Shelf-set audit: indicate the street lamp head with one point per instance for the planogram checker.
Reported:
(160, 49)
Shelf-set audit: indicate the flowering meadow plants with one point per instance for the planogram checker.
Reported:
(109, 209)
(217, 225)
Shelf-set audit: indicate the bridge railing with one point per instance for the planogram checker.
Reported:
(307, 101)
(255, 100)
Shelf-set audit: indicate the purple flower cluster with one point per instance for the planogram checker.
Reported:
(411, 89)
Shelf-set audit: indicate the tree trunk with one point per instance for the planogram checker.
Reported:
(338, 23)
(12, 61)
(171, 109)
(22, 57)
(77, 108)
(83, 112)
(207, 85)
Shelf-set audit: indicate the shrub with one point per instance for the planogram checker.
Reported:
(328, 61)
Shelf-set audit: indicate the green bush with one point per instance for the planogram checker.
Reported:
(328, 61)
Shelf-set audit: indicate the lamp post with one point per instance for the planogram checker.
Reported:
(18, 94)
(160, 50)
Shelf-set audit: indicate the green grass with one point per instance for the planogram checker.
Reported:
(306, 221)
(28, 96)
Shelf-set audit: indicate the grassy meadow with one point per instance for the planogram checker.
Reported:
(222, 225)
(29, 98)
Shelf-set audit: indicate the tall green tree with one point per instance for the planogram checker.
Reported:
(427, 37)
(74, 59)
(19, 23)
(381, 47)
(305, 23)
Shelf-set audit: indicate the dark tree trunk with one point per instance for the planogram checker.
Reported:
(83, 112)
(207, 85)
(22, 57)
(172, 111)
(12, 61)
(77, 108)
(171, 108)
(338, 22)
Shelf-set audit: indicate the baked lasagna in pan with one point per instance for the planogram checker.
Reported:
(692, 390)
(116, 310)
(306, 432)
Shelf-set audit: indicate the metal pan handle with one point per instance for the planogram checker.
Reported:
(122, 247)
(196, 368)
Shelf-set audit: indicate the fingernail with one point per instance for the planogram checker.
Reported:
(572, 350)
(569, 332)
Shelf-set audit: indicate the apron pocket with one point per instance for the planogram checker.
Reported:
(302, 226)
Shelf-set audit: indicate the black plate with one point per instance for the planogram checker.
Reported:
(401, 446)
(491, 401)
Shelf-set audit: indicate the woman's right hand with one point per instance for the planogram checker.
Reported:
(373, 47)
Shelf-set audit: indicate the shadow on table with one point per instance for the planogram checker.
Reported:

* The task *
Retyping the data above exactly and in full is the task.

* Expected output *
Shelf-set audit: indicate the street lamp head with one point per instance for the planogram checker.
Reported:
(160, 49)
Shelf-set audit: indicate the flowering meadow plants with one point per instance for the planogram checker.
Reported:
(109, 209)
(217, 225)
Shelf-set audit: indicate the bridge railing with one point per instance for the planogram checker.
Reported:
(307, 101)
(255, 100)
Shelf-set audit: indicate the purple flower cluster with one point per instance for the planogram checker.
Reported:
(411, 89)
Shelf-set audit: indicate the tree trunk with one point per instance for the planogram checker.
Reported:
(338, 23)
(12, 61)
(171, 109)
(22, 57)
(77, 108)
(83, 112)
(207, 85)
Shelf-set audit: indicate the shrub with one point per instance for the planogram checker.
Reported:
(328, 61)
Shelf-set audit: indicate the green bush with one point per instance for the planogram checker.
Reported:
(328, 61)
Shelf-set audit: indicate the lamp post with one point per instance for the planogram checker.
Reported:
(18, 94)
(160, 50)
Shelf-set audit: indicate the green grass with one point per instance for the planogram checker.
Reported:
(306, 221)
(28, 96)
Shelf-set audit: indicate the grassy meadow with one point per instance for the planogram checker.
Reported:
(222, 225)
(29, 98)
Shelf-set audit: indicate the tall green tree with one point per instance for the planogram checker.
Reported:
(427, 37)
(74, 59)
(19, 23)
(381, 47)
(305, 23)
Shelf-set audit: indicate the dark tree trunk with one point per instance for the planogram checker.
Reported:
(83, 112)
(207, 85)
(22, 57)
(172, 111)
(12, 61)
(77, 108)
(171, 108)
(338, 22)
Shelf-set audit: indicate the baked lasagna in pan with one point per instance for the planogram checker.
Reported:
(692, 390)
(116, 310)
(306, 432)
Shelf-set audit: indicate the metal pan handle with one point per instance for the planogram checker.
Reported:
(122, 247)
(196, 368)
Shelf-set audit: indicate the fingernail with one point per instance for the planogram checker.
Reported:
(572, 350)
(569, 332)
Shelf-set audit: indicate the apron pocket with one point per instance for the planogram checker.
Reported:
(302, 226)
Shelf-set audit: indicate the black plate with one point per instance for the planogram checker.
Reported:
(401, 446)
(491, 401)
Shelf-set audit: indicate the woman's right hand with one point per instance for the planogram checker.
Reported:
(373, 47)
Shelf-set audit: indicate the shadow on table with one point per instance for the planogram checker.
Reported:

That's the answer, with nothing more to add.